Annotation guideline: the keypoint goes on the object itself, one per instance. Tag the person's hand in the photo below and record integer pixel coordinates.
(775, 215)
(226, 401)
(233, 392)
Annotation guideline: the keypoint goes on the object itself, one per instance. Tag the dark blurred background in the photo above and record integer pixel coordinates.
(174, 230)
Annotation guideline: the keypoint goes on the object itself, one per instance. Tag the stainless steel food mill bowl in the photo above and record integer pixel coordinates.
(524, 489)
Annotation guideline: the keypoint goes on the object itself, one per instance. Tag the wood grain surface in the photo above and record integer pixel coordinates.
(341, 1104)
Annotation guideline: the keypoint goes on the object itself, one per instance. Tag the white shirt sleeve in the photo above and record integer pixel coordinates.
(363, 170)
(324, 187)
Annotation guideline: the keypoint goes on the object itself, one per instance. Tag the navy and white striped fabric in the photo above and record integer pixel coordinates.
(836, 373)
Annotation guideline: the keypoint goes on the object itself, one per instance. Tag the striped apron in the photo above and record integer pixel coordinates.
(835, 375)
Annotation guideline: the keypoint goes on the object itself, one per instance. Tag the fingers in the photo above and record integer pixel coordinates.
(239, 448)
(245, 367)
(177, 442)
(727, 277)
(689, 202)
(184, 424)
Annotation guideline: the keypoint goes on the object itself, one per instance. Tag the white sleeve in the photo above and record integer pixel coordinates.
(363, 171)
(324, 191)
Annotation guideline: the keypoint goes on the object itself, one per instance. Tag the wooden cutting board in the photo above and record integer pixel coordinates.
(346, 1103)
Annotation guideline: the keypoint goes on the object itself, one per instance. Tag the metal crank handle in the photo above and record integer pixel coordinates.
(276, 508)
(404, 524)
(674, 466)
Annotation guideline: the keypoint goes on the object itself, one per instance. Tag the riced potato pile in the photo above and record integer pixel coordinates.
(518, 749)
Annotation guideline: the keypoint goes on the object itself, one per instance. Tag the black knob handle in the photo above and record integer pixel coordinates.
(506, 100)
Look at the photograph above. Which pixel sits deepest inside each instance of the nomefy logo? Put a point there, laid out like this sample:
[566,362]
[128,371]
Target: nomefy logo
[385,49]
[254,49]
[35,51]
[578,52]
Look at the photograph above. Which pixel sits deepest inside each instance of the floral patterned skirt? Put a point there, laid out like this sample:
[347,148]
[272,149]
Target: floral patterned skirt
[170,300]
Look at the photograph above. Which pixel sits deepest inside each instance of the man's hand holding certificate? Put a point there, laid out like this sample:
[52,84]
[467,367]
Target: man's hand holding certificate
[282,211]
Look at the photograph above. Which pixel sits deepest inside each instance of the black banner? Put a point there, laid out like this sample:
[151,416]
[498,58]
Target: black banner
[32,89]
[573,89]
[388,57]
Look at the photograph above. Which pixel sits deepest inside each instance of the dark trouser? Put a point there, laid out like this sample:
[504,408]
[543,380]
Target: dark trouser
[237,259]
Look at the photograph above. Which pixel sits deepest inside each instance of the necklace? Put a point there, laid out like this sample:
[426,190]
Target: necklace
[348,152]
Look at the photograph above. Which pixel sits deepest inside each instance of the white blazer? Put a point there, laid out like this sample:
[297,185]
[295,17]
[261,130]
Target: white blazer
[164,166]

Your task:
Convert every line of the listing above into a numbered list, omitting any blank lines.

Reply to the exercise:
1. Annotation guideline: the keypoint goes on the object itself, one per instance. Tag the person's hand in the photo below and record integer pixel coordinates.
2. (775, 215)
3. (226, 401)
4. (233, 392)
5. Annotation guideline: the keypoint goes on the object itself, one per instance. Tag the dark blurred background in the photo above and record integer pixel coordinates.
6. (174, 230)
7. Annotation guideline: the keypoint goes on the object itself, one per instance. Tag the stainless steel food mill bowl in the photo above and record integer pixel coordinates.
8. (524, 489)
9. Annotation guideline: the keypoint goes on the object itself, one per instance. Tag the wood grain surface in the photo above and record integer pixel coordinates.
10. (341, 1104)
11. Annotation guideline: the keypoint goes on the object itself, one per instance. Tag the white shirt sleeve in the photo above and record integer pixel coordinates.
12. (363, 170)
13. (324, 187)
14. Annotation guideline: the keypoint goes on the object itself, one per instance. Tag the navy and white striped fabric in the photo above and record integer pixel coordinates.
15. (836, 373)
16. Annotation guideline: the keypoint goes on the object itself, one per instance. Tag the striped apron in the photo above and record integer pixel coordinates.
17. (835, 375)
18. Annotation guideline: the keypoint goes on the object itself, one per instance. Tag the fingers in the photo above and record integer pixel coordinates.
19. (239, 448)
20. (245, 367)
21. (177, 442)
22. (727, 277)
23. (689, 202)
24. (184, 424)
25. Annotation guideline: the keypoint goes on the object itself, one per instance. Tag the white sleeve in the photo above and record integer pixel coordinates.
26. (363, 171)
27. (324, 191)
28. Annotation guideline: the keypoint goes on the object itself, one per instance. Tag the wooden cutting board in the photo above and record integer pixel coordinates.
29. (346, 1103)
30. Annotation guideline: the keypoint goes on the object itself, one per instance. Tag the metal crank handle in the photo above and record integer pixel coordinates.
31. (276, 508)
32. (404, 524)
33. (674, 466)
34. Annotation guideline: the keypoint goes on the object itself, one per instance. Tag the riced potato pile in the photo above and record integer pixel coordinates.
35. (518, 749)
36. Annotation guideline: the keypoint goes on the object itself, one per instance. Tag the black knob handle in the photo above and record integer pixel coordinates.
37. (506, 100)
38. Look at the photograph above. Which pixel sits deepest inside each instance of the nomefy logo? Put a point there, laid out like this sample:
39. [566,362]
40. [128,371]
41. Target: nomefy logo
42. [385,49]
43. [254,49]
44. [35,51]
45. [578,52]
46. Look at the photograph above. Which pixel sits deepest inside each instance of the floral patterned skirt? Put a point there, laid out like this sample:
47. [347,148]
48. [272,149]
49. Target: floral patterned skirt
50. [170,300]
51. Look at the photograph above. Which pixel sits deepest inside each instance of the man's hand holding certificate? Put a point there, laid out like this sample:
52. [52,84]
53. [467,367]
54. Target: man's hand holding certificate
55. [282,211]
56. Look at the photograph above. Which pixel sits deepest inside each instance of the black banner? Put a point there, laid out like this sample:
57. [151,416]
58. [498,58]
59. Target: black banner
60. [32,89]
61. [573,89]
62. [388,57]
63. Look at the photograph above. Which pixel sits deepest inside each instance of the dark trouser? Put a point there, laid out like this sample:
64. [504,408]
65. [543,380]
66. Target: dark trouser
67. [237,259]
68. Look at the photograph above. Which pixel sits deepest inside each instance of the necklace? Put a point there, laid out like this sample:
69. [426,190]
70. Target: necklace
71. [348,152]
72. Look at the photograph above. Which pixel sits deepest inside each instance of the white blazer? Put a point there, laid out like this sample:
73. [297,185]
74. [295,17]
75. [261,130]
76. Target: white blazer
77. [164,166]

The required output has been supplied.